* [PASSAGE GIVEN]
Datasets: Theoretical analysis is primarily conducted on a minimalist single-example dataset $\{(\mu, +1)\}$ with $\mu = (\mu_1, \dots, \mu_d)$ where $0 < \mu_1 < \dots < \mu_d$ . This allows for exact characterization of coordinate-wise dynamics. Empirical validation is performed on synthetic multi-point datasets and real-world data (MNIST, SVHN, CIFAR-10).

3. Key Contributions & Theoretical Findings

A. Depth 1 (Linear Models, $L=1$ )

Result: Both $\ell_\infty$ -SAM and $\ell_2$ -SAM converge to the $\ell_2$ max-margin direction, identical to GD.
Significance: For linear models, SAM does not alter the implicit bias; it behaves similarly to GD regardless of initialization.

B. Depth $\ge 2$ with $\ell_\infty$ -SAM

Result: The implicit bias becomes highly sensitive to initialization.
- Unlike GD, which always aligns with the major feature (the coordinate with the largest $\mu_j$ ), $\ell_\infty$ -SAM can converge to zero or align with minor features (smaller $\mu_j$ ) depending on the initialization scale relative to the perturbation radius $\rho$ .
- Theorem 3.2: The trajectory of each coordinate $\beta_j(t)$ is determined by whether the initial weight $\alpha_j$ is below, equal to, or above the threshold $\rho$ .
- Finite-time blow-up: For $L > 2$ , some coordinates may diverge in finite rescaled time, corresponding to infinite time in the original flow.
Significance: Depth introduces a mechanism where SAM can favor "minor" features, a behavior not seen in GD.

C. Depth 2 with $\ell_2$ -SAM: Sequential Feature Amplification

This is the paper's most significant contribution.

* [DATASET CONTENT]

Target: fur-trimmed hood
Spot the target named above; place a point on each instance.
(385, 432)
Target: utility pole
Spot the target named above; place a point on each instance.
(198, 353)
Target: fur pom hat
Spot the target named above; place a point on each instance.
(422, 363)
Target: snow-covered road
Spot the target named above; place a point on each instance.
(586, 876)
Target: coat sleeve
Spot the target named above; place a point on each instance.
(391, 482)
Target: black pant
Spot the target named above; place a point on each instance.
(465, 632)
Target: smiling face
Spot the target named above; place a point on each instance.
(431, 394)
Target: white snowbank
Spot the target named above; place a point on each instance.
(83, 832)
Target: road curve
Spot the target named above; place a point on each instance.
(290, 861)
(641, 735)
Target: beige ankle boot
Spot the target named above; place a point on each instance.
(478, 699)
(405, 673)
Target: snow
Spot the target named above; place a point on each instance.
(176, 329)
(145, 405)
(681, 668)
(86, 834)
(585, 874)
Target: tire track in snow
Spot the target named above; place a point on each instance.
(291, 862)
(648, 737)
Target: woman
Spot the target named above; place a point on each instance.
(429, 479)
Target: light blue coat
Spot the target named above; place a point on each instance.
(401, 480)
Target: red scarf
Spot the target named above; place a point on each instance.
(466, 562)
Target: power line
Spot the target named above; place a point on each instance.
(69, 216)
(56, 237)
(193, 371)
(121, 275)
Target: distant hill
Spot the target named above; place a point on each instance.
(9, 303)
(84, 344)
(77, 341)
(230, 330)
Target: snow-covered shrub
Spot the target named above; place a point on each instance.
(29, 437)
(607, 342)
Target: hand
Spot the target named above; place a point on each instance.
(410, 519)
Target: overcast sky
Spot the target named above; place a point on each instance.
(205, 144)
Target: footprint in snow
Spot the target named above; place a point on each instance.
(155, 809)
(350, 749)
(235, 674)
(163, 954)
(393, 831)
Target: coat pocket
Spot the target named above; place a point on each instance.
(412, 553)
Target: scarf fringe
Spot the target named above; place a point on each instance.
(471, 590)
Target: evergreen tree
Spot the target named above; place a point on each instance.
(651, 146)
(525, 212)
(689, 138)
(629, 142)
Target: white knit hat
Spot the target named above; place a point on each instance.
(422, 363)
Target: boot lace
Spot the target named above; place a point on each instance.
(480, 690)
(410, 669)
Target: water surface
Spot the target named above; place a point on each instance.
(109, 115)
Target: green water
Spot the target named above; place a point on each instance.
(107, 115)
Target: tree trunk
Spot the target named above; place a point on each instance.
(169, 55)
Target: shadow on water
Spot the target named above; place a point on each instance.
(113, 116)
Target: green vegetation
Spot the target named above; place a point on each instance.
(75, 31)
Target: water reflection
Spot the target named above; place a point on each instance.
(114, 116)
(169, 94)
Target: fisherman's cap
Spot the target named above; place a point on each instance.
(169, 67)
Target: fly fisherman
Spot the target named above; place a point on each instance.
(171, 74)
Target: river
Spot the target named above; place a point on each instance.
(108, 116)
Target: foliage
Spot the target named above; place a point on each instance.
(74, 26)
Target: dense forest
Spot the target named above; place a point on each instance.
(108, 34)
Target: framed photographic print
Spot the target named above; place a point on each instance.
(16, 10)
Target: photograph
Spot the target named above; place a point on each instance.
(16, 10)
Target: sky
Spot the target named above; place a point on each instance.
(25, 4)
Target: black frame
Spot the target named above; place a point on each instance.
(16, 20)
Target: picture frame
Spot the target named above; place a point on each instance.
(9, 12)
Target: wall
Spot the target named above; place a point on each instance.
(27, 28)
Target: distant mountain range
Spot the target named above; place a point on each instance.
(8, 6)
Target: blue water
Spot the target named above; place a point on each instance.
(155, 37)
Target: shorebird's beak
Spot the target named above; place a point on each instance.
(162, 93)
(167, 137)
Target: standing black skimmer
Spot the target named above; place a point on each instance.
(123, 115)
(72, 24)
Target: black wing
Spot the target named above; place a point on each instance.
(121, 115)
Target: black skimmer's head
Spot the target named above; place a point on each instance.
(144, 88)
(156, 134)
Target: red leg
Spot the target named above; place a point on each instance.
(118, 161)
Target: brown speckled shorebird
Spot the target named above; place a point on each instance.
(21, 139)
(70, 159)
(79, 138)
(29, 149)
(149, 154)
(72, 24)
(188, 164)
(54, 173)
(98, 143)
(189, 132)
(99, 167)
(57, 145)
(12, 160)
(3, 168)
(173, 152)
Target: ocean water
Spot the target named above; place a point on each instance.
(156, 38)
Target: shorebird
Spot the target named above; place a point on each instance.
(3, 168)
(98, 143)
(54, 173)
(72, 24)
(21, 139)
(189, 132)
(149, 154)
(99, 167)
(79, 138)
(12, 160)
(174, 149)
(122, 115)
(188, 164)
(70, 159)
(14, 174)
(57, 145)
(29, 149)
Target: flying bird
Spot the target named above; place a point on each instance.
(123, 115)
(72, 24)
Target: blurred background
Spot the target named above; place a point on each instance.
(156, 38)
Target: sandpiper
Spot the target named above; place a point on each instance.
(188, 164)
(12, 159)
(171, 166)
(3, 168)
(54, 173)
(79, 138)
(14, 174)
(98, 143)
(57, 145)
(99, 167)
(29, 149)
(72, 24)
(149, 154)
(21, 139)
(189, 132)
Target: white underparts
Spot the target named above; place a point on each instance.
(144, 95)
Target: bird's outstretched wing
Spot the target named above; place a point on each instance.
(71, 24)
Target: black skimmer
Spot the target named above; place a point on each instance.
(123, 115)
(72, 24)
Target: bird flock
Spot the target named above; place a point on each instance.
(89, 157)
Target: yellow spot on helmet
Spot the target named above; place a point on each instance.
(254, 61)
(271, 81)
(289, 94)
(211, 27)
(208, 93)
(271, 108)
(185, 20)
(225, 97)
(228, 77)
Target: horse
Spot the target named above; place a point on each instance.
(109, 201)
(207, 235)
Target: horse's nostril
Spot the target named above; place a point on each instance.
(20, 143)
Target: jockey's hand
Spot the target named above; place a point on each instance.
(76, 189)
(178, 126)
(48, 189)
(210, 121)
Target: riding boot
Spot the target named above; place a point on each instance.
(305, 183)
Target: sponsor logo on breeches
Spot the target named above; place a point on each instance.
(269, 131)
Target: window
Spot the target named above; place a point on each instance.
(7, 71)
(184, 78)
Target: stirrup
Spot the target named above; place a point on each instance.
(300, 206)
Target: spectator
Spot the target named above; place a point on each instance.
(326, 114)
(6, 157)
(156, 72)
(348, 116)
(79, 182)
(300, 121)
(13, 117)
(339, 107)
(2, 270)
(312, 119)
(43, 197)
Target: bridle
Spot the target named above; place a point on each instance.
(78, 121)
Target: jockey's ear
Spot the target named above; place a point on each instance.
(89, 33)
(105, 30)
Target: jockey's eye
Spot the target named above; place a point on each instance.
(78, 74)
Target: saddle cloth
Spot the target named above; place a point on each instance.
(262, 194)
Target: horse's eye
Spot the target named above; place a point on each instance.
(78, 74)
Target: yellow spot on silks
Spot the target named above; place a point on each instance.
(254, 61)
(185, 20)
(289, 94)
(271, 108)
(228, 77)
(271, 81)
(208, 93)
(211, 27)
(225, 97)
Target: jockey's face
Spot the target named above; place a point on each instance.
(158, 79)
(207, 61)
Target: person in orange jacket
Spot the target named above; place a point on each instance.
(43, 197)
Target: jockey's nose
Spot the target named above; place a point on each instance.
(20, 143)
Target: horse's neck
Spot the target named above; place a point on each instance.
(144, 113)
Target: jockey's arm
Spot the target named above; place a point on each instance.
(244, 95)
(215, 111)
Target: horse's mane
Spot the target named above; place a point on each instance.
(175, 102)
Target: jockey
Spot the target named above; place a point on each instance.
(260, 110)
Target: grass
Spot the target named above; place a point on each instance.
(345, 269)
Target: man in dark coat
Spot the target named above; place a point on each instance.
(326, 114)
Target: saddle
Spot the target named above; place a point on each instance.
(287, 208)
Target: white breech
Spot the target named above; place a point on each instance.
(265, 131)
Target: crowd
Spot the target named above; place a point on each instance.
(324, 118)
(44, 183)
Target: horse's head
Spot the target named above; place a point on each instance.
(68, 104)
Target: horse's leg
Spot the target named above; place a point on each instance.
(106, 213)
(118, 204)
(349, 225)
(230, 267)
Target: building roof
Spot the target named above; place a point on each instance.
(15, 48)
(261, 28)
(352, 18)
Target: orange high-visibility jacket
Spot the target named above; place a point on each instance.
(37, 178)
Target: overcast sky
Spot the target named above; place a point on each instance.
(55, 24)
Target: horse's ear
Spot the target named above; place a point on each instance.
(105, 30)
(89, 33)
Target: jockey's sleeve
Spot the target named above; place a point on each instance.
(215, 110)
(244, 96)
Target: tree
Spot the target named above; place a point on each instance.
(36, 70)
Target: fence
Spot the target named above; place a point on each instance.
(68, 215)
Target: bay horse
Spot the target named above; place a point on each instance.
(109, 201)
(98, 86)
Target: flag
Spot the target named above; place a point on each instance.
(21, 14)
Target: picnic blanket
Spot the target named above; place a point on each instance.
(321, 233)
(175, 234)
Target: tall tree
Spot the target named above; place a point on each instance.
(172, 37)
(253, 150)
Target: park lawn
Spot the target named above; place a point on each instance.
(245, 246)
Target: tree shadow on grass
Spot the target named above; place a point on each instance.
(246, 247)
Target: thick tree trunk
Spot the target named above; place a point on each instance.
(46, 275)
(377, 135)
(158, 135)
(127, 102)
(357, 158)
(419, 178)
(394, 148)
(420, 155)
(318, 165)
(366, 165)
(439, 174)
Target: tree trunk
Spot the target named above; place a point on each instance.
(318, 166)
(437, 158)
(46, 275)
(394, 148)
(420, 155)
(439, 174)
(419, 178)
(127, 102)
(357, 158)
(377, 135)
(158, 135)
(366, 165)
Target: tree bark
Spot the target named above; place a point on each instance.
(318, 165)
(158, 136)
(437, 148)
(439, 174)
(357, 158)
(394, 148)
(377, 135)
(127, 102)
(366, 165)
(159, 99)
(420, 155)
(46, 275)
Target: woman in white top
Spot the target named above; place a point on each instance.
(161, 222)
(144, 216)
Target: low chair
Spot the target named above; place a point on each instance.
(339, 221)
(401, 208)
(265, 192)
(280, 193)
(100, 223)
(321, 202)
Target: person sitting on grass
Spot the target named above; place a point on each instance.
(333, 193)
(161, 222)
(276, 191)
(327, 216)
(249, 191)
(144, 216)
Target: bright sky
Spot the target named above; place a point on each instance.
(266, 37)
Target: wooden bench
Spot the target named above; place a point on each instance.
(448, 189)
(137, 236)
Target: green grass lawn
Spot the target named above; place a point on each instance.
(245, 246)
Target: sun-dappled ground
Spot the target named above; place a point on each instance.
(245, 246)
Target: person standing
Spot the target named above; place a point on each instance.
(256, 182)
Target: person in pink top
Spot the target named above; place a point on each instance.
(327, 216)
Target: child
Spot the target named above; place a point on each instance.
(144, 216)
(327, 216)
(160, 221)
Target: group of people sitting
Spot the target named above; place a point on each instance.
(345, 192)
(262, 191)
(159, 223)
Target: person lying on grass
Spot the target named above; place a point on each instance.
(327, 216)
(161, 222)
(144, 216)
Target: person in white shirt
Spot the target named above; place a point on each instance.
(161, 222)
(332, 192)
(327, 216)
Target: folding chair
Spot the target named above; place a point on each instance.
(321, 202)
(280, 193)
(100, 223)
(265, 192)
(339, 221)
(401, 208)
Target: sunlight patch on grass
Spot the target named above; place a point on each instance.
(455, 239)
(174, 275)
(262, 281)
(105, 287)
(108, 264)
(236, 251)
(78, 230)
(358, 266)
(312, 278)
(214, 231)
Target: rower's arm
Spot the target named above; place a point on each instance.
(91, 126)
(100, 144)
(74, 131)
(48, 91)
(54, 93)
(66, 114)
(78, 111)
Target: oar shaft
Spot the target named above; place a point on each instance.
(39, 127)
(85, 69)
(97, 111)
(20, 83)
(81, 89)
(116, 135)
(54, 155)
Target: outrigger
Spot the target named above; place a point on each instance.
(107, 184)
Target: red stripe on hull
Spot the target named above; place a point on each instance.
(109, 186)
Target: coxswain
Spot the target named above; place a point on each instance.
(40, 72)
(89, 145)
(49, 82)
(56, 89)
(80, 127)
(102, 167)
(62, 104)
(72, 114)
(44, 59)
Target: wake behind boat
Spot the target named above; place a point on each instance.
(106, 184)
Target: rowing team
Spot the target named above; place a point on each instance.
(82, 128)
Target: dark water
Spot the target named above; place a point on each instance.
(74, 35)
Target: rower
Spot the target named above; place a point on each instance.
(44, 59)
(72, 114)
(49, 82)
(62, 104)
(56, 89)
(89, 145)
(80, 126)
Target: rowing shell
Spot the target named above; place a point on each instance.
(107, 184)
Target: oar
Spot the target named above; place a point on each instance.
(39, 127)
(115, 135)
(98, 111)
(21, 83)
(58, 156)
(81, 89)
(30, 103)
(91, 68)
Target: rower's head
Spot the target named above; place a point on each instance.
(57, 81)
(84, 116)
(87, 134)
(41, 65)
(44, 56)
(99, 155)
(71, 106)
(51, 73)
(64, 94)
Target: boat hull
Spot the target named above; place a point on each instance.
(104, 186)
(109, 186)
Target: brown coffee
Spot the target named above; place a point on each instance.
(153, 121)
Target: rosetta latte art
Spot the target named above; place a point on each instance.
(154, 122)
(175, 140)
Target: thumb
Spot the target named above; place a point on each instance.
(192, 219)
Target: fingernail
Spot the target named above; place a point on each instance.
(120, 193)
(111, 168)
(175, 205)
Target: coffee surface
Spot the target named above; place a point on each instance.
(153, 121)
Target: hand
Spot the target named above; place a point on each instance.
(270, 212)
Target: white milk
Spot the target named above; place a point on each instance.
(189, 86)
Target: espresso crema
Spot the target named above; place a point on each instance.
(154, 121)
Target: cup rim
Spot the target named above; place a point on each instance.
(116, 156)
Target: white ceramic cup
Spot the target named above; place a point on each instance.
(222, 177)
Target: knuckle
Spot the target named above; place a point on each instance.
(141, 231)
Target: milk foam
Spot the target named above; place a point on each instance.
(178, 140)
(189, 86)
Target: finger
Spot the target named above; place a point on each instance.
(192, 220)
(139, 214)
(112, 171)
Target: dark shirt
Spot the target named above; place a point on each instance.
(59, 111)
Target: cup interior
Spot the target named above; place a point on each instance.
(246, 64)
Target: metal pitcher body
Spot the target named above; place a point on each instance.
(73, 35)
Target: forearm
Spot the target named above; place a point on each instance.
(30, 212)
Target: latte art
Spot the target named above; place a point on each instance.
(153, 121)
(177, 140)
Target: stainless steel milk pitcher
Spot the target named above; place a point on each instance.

* [EXERCISE DETAILS]
Answer these questions using the passage on SAM's implicit bias:
1. Which real-world datasets does the passage list for empirical validation?
2. For depth 1 (linear models), to what direction do both ℓ∞-SAM and ℓ2-SAM converge?
3. According to Theorem 3.2, what determines the trajectory of each coordinate β_j(t)?

* [SOLVED EXERCISE]
1. MNIST, SVHN, and CIFAR-10.
2. The ℓ2 max-margin direction, the same as GD.
3. Whether the initial weight α_j is below, equal to, or above the threshold ρ.